## EXERCISE
Locate each line in the data below that contains the string "placemat" and copy those lines. Matching is case-sensitive.

Records from a data source
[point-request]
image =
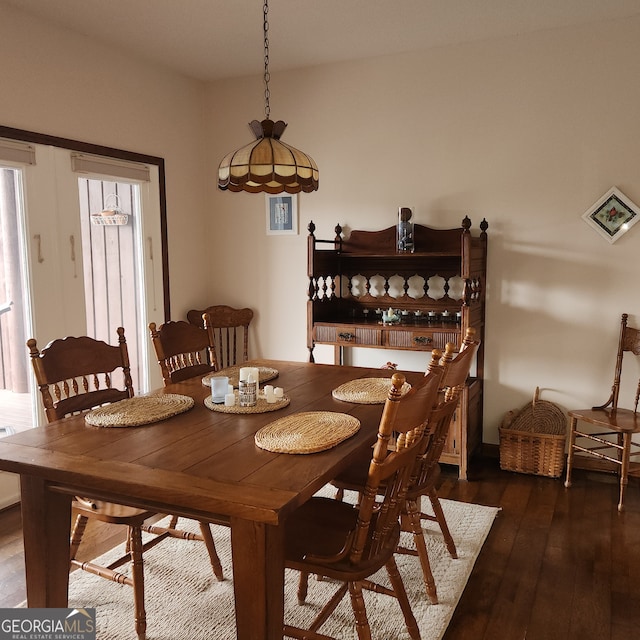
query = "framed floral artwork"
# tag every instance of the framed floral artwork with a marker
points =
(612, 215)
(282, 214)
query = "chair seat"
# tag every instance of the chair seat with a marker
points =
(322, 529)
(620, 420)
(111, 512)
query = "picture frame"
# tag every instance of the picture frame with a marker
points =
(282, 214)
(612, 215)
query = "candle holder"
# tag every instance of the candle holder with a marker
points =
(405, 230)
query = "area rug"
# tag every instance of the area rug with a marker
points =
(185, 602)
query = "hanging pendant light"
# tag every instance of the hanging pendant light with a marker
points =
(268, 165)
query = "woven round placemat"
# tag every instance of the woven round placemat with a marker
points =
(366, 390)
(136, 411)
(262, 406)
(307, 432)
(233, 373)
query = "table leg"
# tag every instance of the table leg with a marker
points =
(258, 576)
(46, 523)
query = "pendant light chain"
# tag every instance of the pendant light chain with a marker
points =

## REPLY
query = "woven round placemat"
# tag every instance of the woven round placemat with a marker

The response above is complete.